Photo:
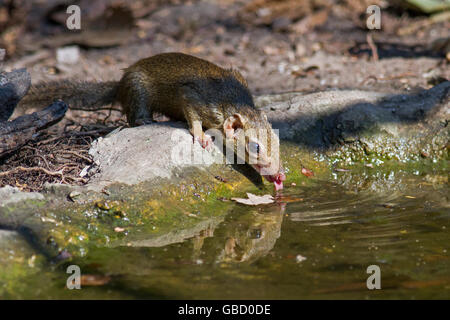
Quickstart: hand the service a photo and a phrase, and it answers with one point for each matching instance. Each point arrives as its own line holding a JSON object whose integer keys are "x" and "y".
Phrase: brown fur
{"x": 176, "y": 85}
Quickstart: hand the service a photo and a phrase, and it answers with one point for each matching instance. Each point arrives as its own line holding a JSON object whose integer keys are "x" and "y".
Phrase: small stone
{"x": 68, "y": 55}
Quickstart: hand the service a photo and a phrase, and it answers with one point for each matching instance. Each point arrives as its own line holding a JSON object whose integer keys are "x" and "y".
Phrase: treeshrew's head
{"x": 257, "y": 143}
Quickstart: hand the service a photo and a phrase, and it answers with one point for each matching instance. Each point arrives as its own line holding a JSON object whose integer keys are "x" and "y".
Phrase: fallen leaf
{"x": 254, "y": 200}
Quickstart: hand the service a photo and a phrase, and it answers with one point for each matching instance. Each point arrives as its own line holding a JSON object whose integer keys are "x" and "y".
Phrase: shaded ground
{"x": 278, "y": 46}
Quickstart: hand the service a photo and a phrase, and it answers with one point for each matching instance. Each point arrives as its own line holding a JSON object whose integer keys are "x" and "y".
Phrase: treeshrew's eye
{"x": 253, "y": 147}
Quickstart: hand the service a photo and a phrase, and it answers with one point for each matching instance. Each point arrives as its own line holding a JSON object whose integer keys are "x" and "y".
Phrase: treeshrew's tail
{"x": 81, "y": 95}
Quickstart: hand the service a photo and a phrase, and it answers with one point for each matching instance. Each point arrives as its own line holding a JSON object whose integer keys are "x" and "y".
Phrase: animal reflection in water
{"x": 244, "y": 238}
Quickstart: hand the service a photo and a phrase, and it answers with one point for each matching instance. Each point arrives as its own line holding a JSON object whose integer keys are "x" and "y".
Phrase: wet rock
{"x": 9, "y": 195}
{"x": 360, "y": 126}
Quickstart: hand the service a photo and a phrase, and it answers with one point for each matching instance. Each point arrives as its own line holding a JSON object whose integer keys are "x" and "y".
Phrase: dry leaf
{"x": 254, "y": 200}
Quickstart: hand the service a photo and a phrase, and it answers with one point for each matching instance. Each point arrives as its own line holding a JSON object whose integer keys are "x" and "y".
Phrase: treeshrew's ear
{"x": 232, "y": 124}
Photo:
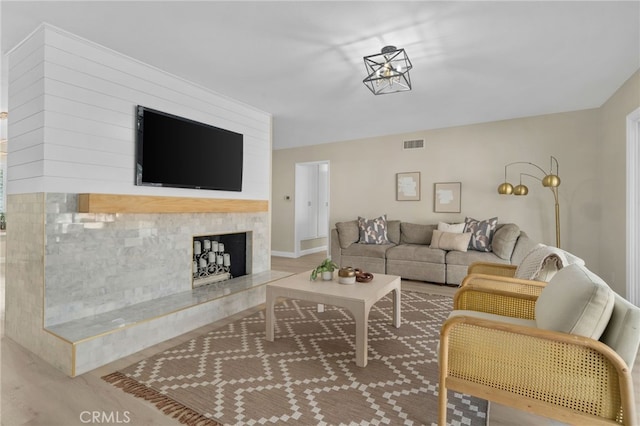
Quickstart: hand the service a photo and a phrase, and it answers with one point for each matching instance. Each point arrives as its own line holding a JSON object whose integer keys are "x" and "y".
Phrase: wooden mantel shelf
{"x": 114, "y": 203}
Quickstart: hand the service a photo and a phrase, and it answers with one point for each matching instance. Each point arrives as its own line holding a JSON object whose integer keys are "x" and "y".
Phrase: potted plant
{"x": 325, "y": 269}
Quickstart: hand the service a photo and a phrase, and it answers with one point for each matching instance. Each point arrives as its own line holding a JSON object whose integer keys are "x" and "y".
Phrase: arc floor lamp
{"x": 549, "y": 180}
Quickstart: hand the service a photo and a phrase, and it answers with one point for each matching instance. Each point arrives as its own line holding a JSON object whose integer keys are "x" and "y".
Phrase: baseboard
{"x": 288, "y": 254}
{"x": 313, "y": 250}
{"x": 292, "y": 255}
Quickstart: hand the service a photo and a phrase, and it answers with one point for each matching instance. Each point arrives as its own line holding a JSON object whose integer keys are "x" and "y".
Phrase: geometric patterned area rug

##########

Pick out each line above that contains the word "treeshrew" and copy it.

Phrase: treeshrew's head
Phrase: treeshrew's eye
Phrase: treeshrew's tail
Phrase: treeshrew's ear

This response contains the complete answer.